What the task requires:
Answer from the text about the 1998 war film:
1. Which production company made the film?
2. How long is the running time?
3. In what month and year does the plot begin?

Text to read:
☆ ☆ ☆ ☆ ☆

- DVD cover
- Traditional Chinese: 大進軍席捲大西南
- Simplified Chinese: 大进军席卷大西南
- Hanyu Pinyin: Dàjìnjūn Xíjuǎn Dàxīnán
- Directed by: Song Yeming Zhu Jianming
- Written by: Lu Zhuguo
- Produced by: Zhang Shuangbo Liu Guangjun Shang Changyi Xu Gang
- Starring: Fu Xuecheng Lu Qi Gu Yue Zhao Hengduo
- Cinematography: Dong Yachun Wang Weidong Li Bingkun
- Edited by: Nie Weiguo Huang Weifu
- Music by: Yang Xiwu
- Production company: August First Film Studio
- Distributed by: Mei Ah Laser Disc Co., LTD.
- Release date: 24 September 1998 (China);
- Running time: 145 minutes
- Country: China
- Language: Mandarin

= The Great Military March Forward: Engulf the Southwest =

The Great Military March Forward: Engulf the Southwest (大进军席卷大西南), also known as The Liberation of Southwest China, is a 1998 Chinese epic war film directed by Song Yeming and Zhu Jianming and written by Lu Zhuguo. The film stars Fu Xuecheng, Lu Qi, Gu Yue, and Zhao Hengduo. The film is about the war between the Communist troops and the KMT troops in southwest China during the Chinese Civil War.

==Plot==
In September 1949, after the three major campaigns (Liaoshen Campaign, Huaihai Campaign and Pingjin Campaign), the People's Liberation Army (PLA) has basically achieved control over the provinces and cities of mainland China, the KMT troops are evacuated to Chongqing, Mao Zedong and Zhu De plan to make a final battle against the Kuomintang, soon the war in southwest China's Sichuan, Chongqing break out, the People's Liberation Army defeat the KMT troops, the KMT troops is forced to retreat to Taiwan.

☆ ☆ ☆ ☆ ☆

Data excerpts:

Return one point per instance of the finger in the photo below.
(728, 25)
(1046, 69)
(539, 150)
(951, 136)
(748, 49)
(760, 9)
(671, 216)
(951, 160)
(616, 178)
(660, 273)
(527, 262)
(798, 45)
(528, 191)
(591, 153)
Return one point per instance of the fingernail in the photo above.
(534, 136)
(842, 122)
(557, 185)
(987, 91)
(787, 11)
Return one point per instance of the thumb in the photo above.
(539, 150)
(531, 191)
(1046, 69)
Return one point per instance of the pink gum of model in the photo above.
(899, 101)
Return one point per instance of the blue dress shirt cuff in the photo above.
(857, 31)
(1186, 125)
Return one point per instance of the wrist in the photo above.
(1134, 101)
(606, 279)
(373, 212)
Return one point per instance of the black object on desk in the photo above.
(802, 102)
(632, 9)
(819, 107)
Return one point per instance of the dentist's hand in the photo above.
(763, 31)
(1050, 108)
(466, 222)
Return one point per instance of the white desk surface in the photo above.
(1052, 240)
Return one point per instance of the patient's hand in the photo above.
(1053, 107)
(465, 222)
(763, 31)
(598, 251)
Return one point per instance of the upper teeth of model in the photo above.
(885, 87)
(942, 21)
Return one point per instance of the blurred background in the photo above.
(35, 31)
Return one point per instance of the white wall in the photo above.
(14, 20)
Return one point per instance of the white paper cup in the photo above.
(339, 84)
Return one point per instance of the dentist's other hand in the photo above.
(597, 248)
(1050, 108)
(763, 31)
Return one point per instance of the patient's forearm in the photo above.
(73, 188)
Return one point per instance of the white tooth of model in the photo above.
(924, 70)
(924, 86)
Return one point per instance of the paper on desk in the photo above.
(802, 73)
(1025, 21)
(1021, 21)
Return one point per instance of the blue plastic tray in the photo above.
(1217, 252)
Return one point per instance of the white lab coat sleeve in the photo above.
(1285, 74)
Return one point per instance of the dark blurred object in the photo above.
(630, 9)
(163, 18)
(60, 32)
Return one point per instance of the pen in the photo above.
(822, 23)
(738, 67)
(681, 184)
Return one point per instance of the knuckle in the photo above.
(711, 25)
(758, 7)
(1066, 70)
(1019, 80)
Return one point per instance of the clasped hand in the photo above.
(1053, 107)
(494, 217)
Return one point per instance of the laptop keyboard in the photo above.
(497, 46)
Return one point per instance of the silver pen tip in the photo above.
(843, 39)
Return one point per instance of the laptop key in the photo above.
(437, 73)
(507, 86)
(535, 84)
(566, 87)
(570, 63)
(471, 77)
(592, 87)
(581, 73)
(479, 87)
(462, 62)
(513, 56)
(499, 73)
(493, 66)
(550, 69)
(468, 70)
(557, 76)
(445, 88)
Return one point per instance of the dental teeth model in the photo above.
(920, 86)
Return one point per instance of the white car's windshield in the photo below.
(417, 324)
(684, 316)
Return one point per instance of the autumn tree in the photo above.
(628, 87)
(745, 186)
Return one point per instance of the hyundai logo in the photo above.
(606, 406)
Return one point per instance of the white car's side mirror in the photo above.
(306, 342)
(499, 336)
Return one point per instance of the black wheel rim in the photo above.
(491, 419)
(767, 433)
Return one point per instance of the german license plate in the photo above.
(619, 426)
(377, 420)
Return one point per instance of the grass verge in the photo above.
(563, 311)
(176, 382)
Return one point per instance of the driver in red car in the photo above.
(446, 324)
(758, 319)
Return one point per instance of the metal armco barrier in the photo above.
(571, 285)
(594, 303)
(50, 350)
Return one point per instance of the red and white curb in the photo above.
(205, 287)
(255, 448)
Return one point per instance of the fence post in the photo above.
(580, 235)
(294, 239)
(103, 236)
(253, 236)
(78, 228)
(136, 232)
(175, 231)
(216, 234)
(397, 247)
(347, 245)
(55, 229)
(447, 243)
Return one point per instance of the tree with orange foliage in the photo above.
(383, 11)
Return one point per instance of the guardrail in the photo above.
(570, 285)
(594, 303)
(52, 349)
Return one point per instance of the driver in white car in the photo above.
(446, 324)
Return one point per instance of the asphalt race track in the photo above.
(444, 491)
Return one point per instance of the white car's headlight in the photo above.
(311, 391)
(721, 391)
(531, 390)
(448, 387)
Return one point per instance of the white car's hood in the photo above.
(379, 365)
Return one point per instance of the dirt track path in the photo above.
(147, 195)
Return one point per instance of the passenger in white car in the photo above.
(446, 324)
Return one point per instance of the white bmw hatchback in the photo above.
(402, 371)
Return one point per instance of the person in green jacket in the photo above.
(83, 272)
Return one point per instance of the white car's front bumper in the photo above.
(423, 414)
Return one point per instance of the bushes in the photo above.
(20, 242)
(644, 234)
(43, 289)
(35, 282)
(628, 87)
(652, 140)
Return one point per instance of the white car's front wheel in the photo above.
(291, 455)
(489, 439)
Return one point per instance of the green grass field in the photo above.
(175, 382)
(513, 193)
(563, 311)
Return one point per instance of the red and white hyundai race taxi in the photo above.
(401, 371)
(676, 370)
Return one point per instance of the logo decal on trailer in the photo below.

☆ ☆ ☆ ☆ ☆

Output of the exercise:
1. August First Film Studio
2. 145 minutes
3. September 1949